• TEXT FOR ANALYSIS:

Across the Emirates, traditional businesses such as Saeed's are struggling to survive as more lucrative trades push them out of the market. From pearl diving to small-scale fishing to camel breeding, the activities that were long the backbone of the country's economy are having to adapt or scale back in the face of high costs and the changing economic environment. In some cases, only Government subsidies are keeping them in business. Saeed, whose muscles bulge under his light blue shalwar kameez, says he has been building wooden dhows and boats in an Ajman workshop since he first arrived from his native Pakistan more than 20 years ago. But he says that in the past 10 years the business has steadily declined, to the point where he is lucky to get an order every few months.

Boat builders across the country say they are dealing with the decline in demand for wooden boats by shifting towards new materials that are lighter and cheaper. Hussain Johar, a co-owner of Al Boom Marine Machinery in Sharjah, says: "People started to realise some 15 years ago that they could save a lot of money and hassle by using [fibreglass] boats instead of wood boats." His father and founder of the company, Al Boom Hussain, says traditional dhows require more frequent maintenance.

"You will need to service a wood boat every two to three months, while the [fibreglass] boat you service only once a year," Mr Hussain says, adding that wood is costlier and heavier than fibreglass. "For ? those who are looking for cargo boats, weight is an important aspect," he says. Many of the country's dhow workshops have closed or changed their focus to fibreglass boats in the past few years, leaving only a small number of wood-boat builders, who are struggling to survive. Today, Mohammed Bu Haji will launch what could be the last traditional dhow built in Ras al Khaimah. That launch could mark the end of a centuries-old activity that brought the emirate its first wealth through trade and pearling. Mr Bu Haji, who has built dhows in RAK for about 50 years, has continued his work out of love of the craft, and using only traditional tools.

The dhow he is now building, 30 metres long, can carry 800 tonnes and is worth about Dh2.5 million (US$681,000). Competition from Iran in the cargo business is fierce, so he will rent it as a cargo ship to sailors in Yemen or Somalia to earn a profit, before selling it at cost in a few years. He usually invests this money in his next dhow. One of Mr Bu Haji's regrets is that his grandsons are not interested in the trade. It is hard work and simply not profitable.

• SUPPLIED MATERIAL:

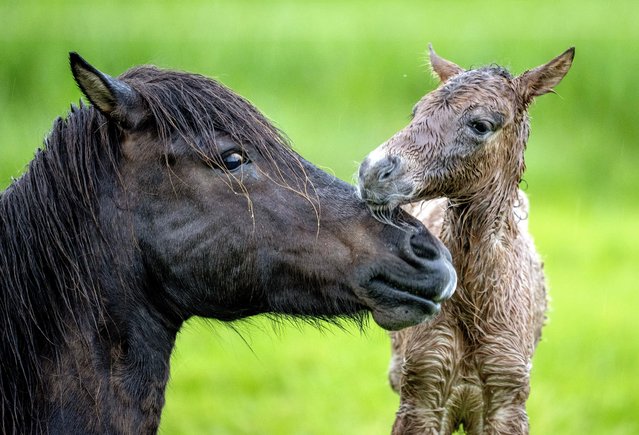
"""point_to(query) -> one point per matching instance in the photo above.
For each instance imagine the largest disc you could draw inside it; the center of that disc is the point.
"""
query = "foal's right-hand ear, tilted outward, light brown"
(544, 78)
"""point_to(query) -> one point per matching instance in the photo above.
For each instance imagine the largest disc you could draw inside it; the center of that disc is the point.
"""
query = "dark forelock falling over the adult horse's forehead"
(199, 110)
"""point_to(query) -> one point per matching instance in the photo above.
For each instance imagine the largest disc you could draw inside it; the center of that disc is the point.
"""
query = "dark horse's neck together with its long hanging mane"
(82, 348)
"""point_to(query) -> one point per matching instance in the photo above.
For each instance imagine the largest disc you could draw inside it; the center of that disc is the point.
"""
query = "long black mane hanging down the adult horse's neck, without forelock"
(49, 255)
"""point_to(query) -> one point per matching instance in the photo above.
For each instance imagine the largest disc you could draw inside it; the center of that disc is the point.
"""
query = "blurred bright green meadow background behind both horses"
(339, 77)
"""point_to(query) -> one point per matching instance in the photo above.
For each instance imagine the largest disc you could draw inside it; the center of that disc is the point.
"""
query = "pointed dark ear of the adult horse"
(111, 96)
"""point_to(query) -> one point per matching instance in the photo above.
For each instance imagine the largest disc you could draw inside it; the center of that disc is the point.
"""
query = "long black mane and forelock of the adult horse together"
(54, 253)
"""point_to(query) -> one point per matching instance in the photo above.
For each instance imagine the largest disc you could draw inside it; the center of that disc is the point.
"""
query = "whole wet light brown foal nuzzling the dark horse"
(471, 365)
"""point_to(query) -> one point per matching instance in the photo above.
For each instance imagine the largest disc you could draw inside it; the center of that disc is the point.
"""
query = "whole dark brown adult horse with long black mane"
(171, 197)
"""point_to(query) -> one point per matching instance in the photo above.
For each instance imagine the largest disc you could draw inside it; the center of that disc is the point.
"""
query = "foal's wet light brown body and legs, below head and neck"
(471, 365)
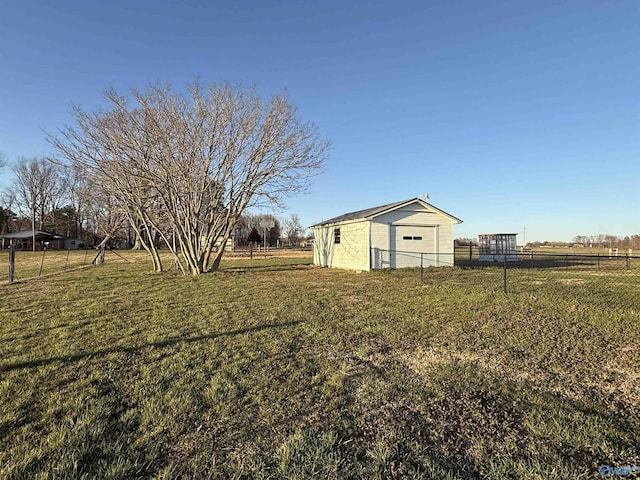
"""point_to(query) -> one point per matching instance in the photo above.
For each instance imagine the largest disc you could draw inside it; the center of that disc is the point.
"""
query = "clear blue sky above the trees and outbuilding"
(511, 115)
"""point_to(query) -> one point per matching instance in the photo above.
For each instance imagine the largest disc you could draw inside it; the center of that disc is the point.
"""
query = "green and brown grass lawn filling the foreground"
(272, 368)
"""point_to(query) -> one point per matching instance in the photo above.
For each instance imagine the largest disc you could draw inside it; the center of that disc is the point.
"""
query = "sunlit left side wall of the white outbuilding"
(351, 253)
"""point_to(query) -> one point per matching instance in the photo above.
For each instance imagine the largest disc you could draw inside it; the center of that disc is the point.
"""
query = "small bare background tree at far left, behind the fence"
(39, 186)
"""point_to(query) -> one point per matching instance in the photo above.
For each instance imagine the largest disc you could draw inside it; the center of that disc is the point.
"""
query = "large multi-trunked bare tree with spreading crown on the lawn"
(185, 166)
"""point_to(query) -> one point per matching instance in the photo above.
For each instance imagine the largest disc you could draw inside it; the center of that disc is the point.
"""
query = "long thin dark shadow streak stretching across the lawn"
(159, 344)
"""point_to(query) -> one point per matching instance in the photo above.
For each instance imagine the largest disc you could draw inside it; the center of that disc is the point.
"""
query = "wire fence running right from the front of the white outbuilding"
(525, 271)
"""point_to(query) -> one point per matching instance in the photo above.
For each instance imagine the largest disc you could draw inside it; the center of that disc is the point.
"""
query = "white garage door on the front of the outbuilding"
(412, 246)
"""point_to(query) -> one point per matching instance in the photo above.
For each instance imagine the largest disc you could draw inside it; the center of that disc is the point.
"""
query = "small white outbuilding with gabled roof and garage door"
(410, 233)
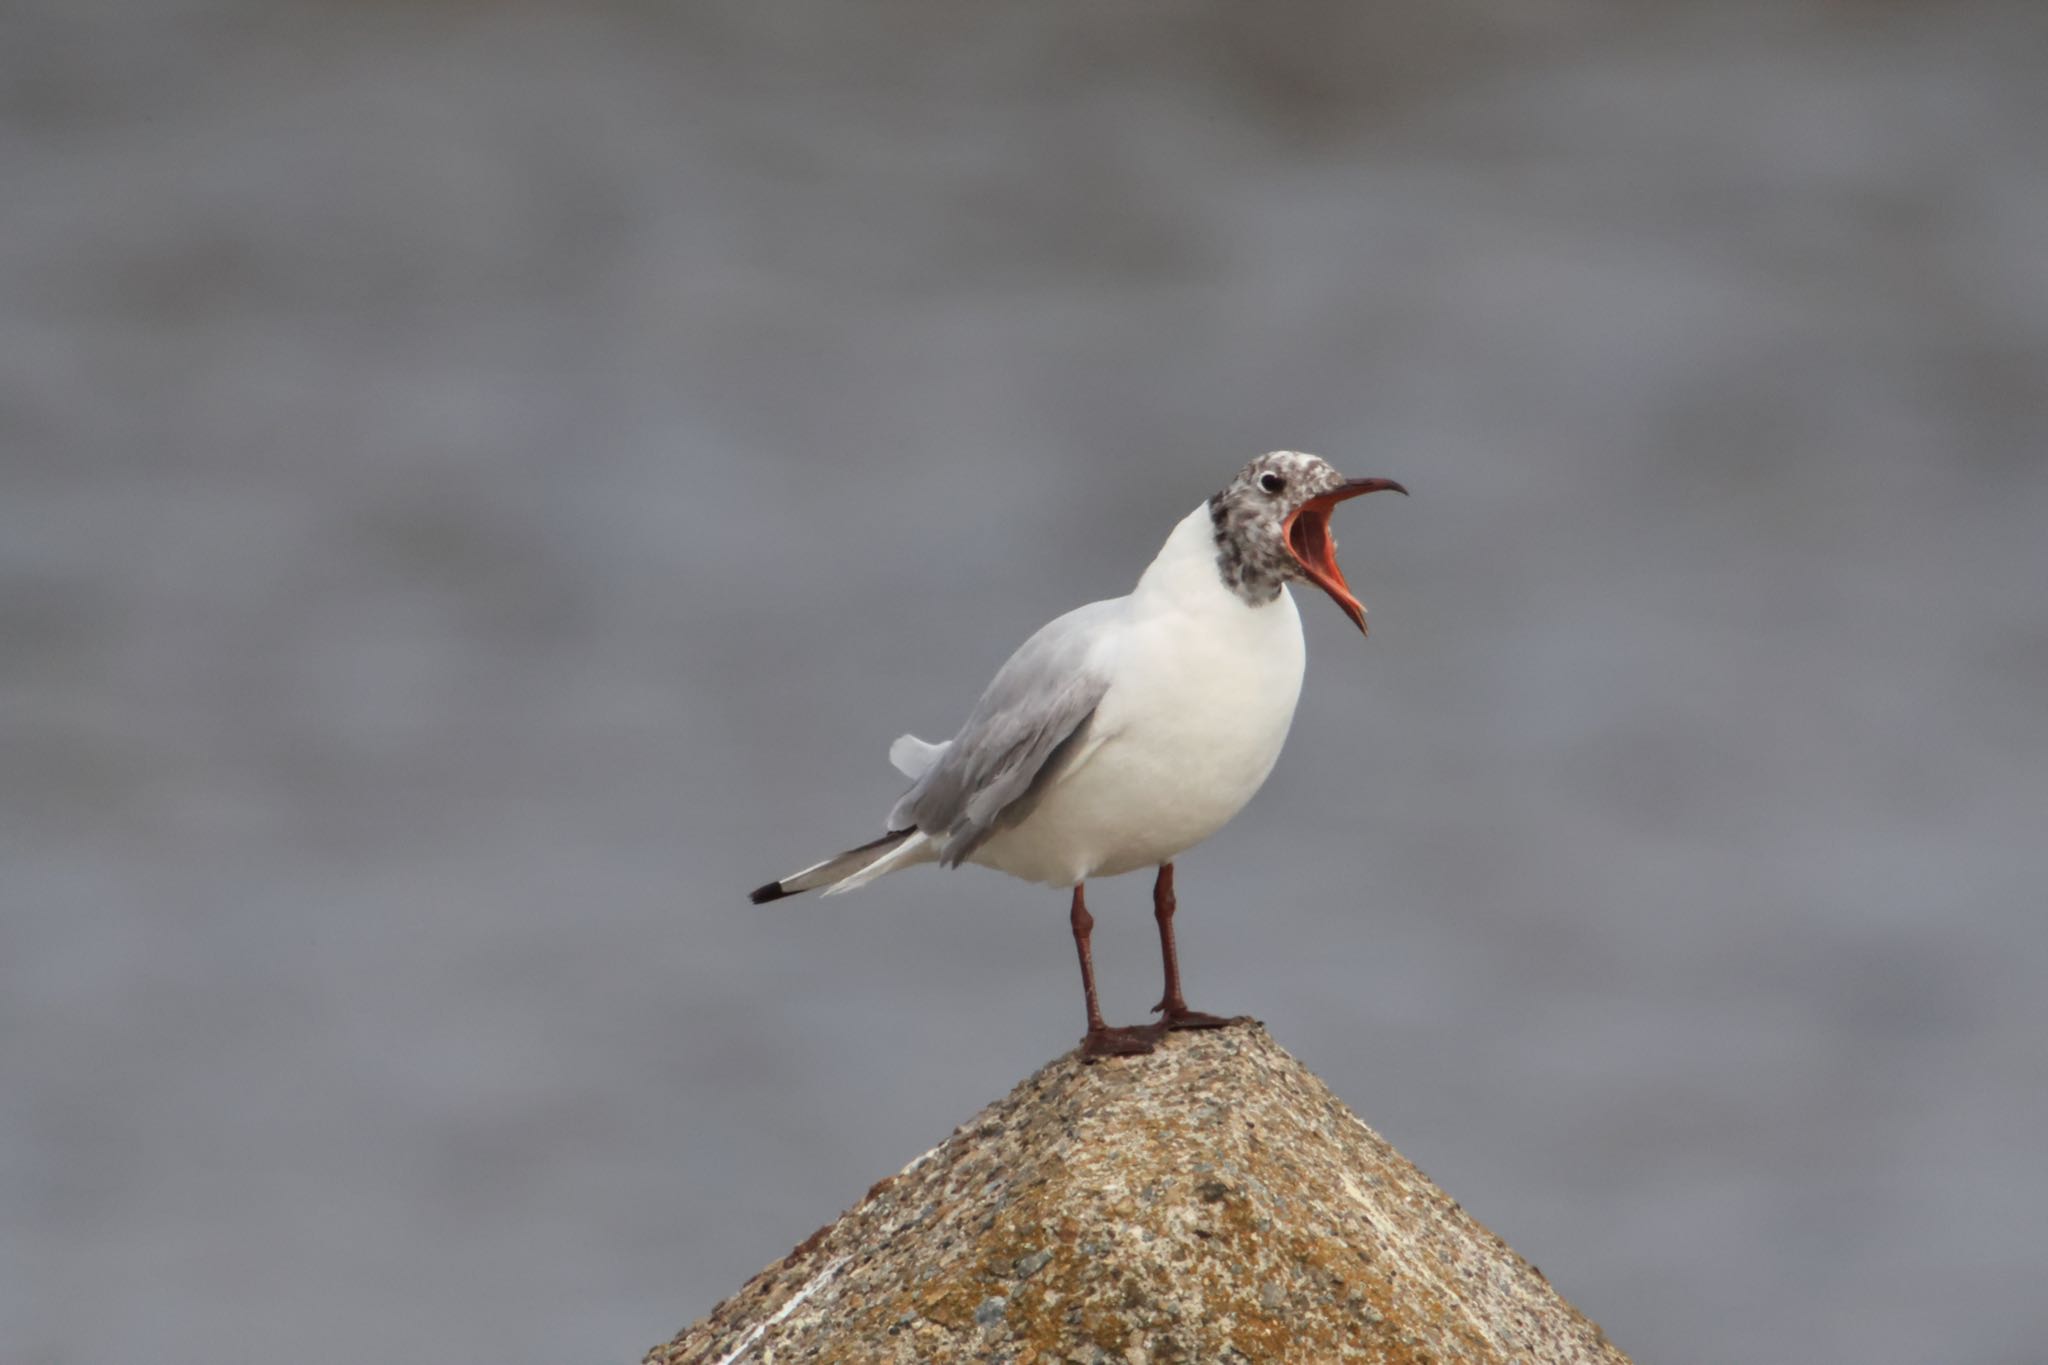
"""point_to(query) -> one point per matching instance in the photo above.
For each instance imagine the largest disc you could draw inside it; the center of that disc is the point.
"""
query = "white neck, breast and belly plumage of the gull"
(1201, 701)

• QUESTIONS:
**a.** Using the article on traditional boat building above, decide whether each statement agrees with it: (i) Saeed came to the Emirates from Pakistan more than 20 years ago; (ii) a fiberglass boat needs servicing every two to three months; (iii) Mr Bu Haji's grandsons are interested in the trade. Answer yes or no for each, and quote the words from the article that decide it.
**b.** According to the article on traditional boat building above, how much cargo can the dhow Mr Bu Haji is now building carry?

• PER-TASK ANSWERS:
**a.**
(i) Yes: "since he first arrived from his native Pakistan more than 20 years ago"
(ii) No: "You will need to service a wood boat every two to three months, while the [fibreglass] boat you service only once a year"
(iii) No: "One of Mr Bu Haji's regrets is that his grandsons are not interested in the trade."

**b.** 800 tonnes.